Saved data entries:
....................

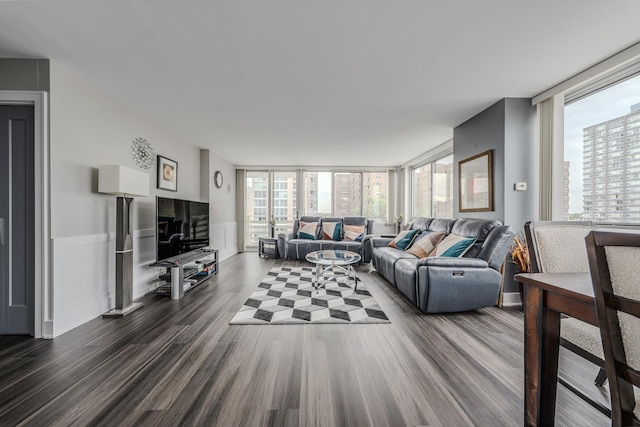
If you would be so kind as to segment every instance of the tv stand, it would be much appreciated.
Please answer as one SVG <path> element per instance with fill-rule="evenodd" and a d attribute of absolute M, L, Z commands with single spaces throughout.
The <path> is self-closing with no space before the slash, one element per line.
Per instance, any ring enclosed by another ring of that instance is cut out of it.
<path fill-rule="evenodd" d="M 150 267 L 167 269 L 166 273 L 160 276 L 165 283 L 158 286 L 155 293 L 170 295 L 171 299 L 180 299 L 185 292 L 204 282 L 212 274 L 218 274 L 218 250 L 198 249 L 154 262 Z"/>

....................

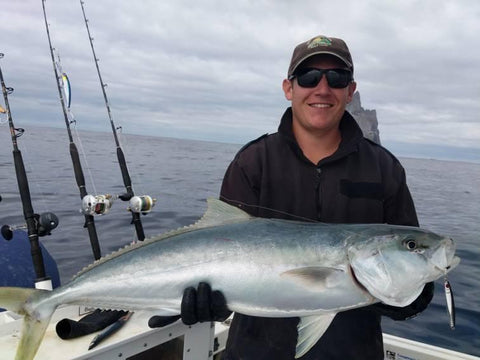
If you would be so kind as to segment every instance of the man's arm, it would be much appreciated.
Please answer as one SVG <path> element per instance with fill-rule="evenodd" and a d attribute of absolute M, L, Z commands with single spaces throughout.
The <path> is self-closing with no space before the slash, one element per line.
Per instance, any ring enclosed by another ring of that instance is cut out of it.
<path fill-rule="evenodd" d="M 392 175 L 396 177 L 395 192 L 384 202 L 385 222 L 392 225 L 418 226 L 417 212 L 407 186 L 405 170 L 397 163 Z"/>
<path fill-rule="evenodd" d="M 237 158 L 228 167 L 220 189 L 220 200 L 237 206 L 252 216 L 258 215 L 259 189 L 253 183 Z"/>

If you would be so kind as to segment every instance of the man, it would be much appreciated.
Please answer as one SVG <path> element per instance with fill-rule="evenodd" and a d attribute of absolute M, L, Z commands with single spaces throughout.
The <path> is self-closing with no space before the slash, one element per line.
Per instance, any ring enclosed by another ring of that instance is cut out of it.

....................

:: YOUR ASSIGNMENT ::
Filter the data above, keeping only lines that include the string "much".

:: EXPECTED ANSWER ::
If you would be so kind as to segment every instance of the tv stand, it would be much appreciated.
If you would be so kind as to segment every instance of the man's arm, it would be much appreciated.
If you would be so kind as to segment every instance of the man, it would be much appreciated.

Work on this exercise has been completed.